- **REQUIRED WORK**:
1. Please retype the image-captioning notebook word for word, starting with "- ### Caption sentiment class extraction" and going on through "- Perplexity?".
2. Write what comes next in the image-captioning notebook, picking up after its last line.

### Exploration of subtasks / methodology:

 - ### Caption sentiment class extraction
 - ### Caption sentiment classifier
 - ### Image feature extraction Pipeline: 
     - VGG-16
     - Inception
     - AlexNet
         - According to [google's dataset paper](https://www.aclweb.org/anthology/P18-1238.pdf) Inception_Resnet_v2 is best for feature extraction
 - ### Image object detection/ data
 - ### Object + Sentiment sentence generation
 - ### End to End model from tutorial
 - ### Caption evaluation pipeline:
     - BLEU score
     - Perplexity?
 

## Initial loading and displaying

In [None]:
import pandas as pd
import os
import matplotlib.pyplot as plt

In [None]:
sample_data_folder = r'data/initial_sample/'
cleaned_meta_data_file = os.path.join(sample_data_folder,'cleaned_meta_data.csv')
images_folder = os.path.join(sample_data_folder,'images')

In [None]:
image_captions = pd.read_csv(cleaned_meta_data_file, index_col='index')
image_captions.rename(columns = {'0':'caption', '1':'link', '2':'objects', '3': 'mid', '4': 'object_confidence'}, inplace=True)

- **RECORD SET**:
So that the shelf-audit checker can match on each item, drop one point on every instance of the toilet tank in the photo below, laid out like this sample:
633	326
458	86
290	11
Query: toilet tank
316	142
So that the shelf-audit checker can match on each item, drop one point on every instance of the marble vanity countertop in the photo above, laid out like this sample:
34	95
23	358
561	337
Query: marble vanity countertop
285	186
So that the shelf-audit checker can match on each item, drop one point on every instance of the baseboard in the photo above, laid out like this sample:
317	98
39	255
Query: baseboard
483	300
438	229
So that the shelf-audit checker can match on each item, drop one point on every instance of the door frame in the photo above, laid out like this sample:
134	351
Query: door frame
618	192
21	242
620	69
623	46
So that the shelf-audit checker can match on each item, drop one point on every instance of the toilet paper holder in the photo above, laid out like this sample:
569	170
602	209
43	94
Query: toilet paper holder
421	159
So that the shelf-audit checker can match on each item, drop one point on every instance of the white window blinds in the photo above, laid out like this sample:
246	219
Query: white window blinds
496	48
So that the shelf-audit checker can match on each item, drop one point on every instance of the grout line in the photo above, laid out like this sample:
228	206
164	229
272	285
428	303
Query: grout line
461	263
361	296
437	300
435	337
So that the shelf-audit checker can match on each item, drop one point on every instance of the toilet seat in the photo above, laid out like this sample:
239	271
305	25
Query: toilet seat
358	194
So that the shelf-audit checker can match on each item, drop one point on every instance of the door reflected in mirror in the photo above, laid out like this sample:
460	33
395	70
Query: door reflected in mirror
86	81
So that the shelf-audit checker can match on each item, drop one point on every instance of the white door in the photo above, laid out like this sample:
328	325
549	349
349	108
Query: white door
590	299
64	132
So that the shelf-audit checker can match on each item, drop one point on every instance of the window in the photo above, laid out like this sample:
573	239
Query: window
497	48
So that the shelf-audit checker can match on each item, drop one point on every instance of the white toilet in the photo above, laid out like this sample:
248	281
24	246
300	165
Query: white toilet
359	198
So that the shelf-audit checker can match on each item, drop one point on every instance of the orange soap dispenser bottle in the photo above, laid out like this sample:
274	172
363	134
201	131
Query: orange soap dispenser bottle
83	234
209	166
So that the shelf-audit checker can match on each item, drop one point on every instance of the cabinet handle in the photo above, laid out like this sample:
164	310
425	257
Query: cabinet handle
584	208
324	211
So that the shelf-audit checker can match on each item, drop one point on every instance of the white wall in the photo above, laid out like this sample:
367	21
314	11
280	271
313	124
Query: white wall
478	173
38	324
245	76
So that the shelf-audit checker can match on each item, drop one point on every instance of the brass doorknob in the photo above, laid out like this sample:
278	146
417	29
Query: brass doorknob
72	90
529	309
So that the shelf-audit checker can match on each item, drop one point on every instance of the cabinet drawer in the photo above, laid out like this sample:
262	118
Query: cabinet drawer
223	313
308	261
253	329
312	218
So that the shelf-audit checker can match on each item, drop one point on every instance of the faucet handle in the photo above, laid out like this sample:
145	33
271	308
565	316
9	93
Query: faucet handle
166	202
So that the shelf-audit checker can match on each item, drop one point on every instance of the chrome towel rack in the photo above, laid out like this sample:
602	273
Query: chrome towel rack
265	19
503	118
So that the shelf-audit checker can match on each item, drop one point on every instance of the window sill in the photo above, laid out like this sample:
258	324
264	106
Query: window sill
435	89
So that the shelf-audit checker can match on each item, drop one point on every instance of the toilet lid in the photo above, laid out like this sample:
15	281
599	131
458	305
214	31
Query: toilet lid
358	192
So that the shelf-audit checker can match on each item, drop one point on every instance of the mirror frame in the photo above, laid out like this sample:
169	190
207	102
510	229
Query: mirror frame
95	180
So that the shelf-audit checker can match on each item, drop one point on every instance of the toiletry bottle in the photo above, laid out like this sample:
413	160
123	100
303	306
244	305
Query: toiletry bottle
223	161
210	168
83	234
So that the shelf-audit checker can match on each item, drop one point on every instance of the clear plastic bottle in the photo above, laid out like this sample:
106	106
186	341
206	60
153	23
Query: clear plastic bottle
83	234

- **ANSWERS TO THE TASKS**:
1.
- ### Caption sentiment class extraction
 - ### Caption sentiment classifier
 - ### Image feature extraction Pipeline: 
     - VGG-16
     - Inception
     - AlexNet
         - According to [google's dataset paper](https://www.aclweb.org/anthology/P18-1238.pdf) Inception_Resnet_v2 is best for feature extraction
 - ### Image object detection/ data
 - ### Object + Sentiment sentence generation
 - ### End to End model from tutorial
 - ### Caption evaluation pipeline:
     - BLEU score
     - Perplexity?

2.
image_captions.head()


In [None]:
len(image_captions)

In [None]:
#Add notebook relative file_path to image 
image_captions['image_path'] = image_captions['pos'].apply(lambda p: os.path.join(images_folder, str(p) + ".png"))
image_captions


In [None]:
import matplotlib.pyplot as plt
import matplotlib.image as mpimg
from PIL import Image
#load a few sample images with captions
def display_samples(meta_df, num_samples=5, seed = 0):
    #sample num_sample rows from the dataframe
    samples = meta_df.sample(n=num_samples,random_state = 0)
    for idx,row in samples.iterrows():
        file_name = row['image_path']
        caption = row['caption']
        #get objects and confidence scores
        objects = row['objects'].split(',')
        confidences = row['object_confidence'].split(',')
        
        obj_conf = [str((obj,conf[0:4])) for obj,conf in zip(objects,confidences)]
        num_obj = len(obj_conf)
        obj_str = "\n".join(obj_conf)
        image = Image.open(file_name)
        fig = plt.figure(figsize=(10,(0.3*num_obj)))
        ax = fig.add_subplot(121)
        
                         
        plt.xticks([])
        plt.yticks([])
        ax.imshow(image) 
        ax.set_title(caption)
        ax = fig.add_subplot(122)
        ax.text(0.1, 0.5, obj_str, horizontalalignment='left',verticalalignment='center')
        plt.xticks([])
        plt.yticks([])
        plt.show()
        
        







In [None]:
display_samples(image_captions)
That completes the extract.